____ RECORDS FOR THIS EXERCISE

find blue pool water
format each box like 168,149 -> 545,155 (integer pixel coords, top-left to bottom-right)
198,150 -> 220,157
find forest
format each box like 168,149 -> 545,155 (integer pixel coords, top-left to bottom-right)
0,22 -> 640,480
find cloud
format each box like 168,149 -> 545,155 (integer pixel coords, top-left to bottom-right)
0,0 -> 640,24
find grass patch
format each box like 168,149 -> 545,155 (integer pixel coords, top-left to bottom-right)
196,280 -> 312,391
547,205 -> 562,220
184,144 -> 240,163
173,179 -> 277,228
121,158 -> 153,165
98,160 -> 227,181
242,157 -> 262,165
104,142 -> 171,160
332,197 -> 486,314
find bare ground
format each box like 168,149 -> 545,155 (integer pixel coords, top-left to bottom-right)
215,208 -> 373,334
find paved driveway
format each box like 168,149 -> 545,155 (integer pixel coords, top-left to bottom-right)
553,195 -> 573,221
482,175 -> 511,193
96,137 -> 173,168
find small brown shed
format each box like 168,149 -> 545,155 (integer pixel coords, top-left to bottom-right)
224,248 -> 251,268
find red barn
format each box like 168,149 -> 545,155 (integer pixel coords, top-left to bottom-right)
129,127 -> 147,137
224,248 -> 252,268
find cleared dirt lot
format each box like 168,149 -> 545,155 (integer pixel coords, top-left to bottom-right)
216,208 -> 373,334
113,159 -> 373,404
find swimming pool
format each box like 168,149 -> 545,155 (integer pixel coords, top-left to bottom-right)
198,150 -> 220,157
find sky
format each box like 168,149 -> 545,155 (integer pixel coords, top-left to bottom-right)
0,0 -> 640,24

________

> [WRITTEN REQUEST]: Reproduce all of the material above, line for line, with no changes.

> [ANSWER TO THIS PROBLEM]:
find blue pool water
format each box like 168,149 -> 545,155 (integer pixel coords, top-left to bottom-right)
198,150 -> 220,157
find forest
format each box like 168,149 -> 545,155 (integer pixel coords, top-left to bottom-right)
0,22 -> 640,480
find cloud
format each box like 168,149 -> 545,155 (integer pixel coords, top-left to bottom-right)
0,0 -> 640,24
find grass patch
format each box like 168,149 -> 545,155 (integer pixel coords, top-left to bottom-right)
196,280 -> 312,391
547,205 -> 562,220
184,144 -> 240,163
173,179 -> 277,228
121,158 -> 153,165
98,160 -> 227,181
242,157 -> 262,165
104,142 -> 171,160
332,197 -> 486,314
find bare ground
format each box like 168,149 -> 545,155 (integer pixel coords, top-left to bottom-right)
215,208 -> 373,334
find paved driveway
format each box like 168,149 -> 545,155 (integer pixel coords, top-left to bottom-right)
553,195 -> 573,221
482,175 -> 511,193
96,137 -> 173,168
find small brown shed
format each box like 168,149 -> 545,155 (integer pixel coords, top-left to bottom-right)
224,248 -> 251,268
find red barn
format each box like 168,149 -> 545,155 (integer pixel coords, top-left to bottom-right)
129,127 -> 147,137
224,248 -> 252,268
find cleared dirt lot
format each box like 168,149 -> 545,155 (integer pixel coords, top-left to bottom-right)
216,208 -> 373,334
113,159 -> 373,404
find swimming pool
format each box like 168,149 -> 545,155 (integer pixel coords, top-left to bottom-right)
198,150 -> 220,157
find sky
format each box like 168,149 -> 545,155 (integer pixel coords, top-left to bottom-right)
0,0 -> 640,24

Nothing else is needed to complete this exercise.